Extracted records
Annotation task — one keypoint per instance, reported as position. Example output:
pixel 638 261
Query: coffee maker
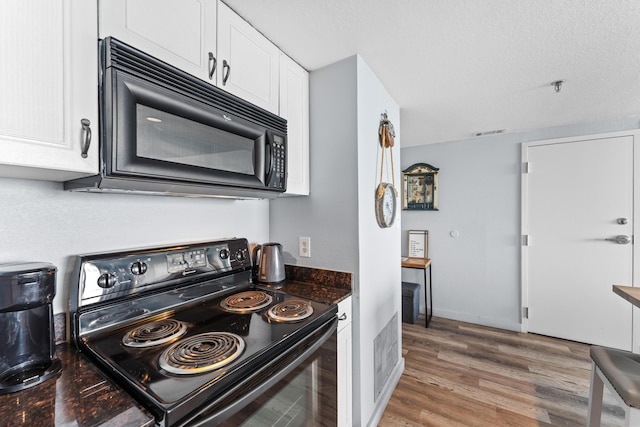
pixel 27 340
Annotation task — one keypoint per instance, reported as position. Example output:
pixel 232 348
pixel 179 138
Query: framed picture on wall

**Task directions:** Arrange every line of the listing above as a numbered list, skipping blank lines and leaving out the pictures.

**Result of the exercise:**
1. Annotation task — one keypoint per instance, reported as position. Example output:
2. pixel 638 261
3. Query: coffee maker
4. pixel 27 340
5. Annotation task — one keypoint per instance, reported as position. Example output:
6. pixel 232 348
7. pixel 179 138
8. Query: framed picture on wall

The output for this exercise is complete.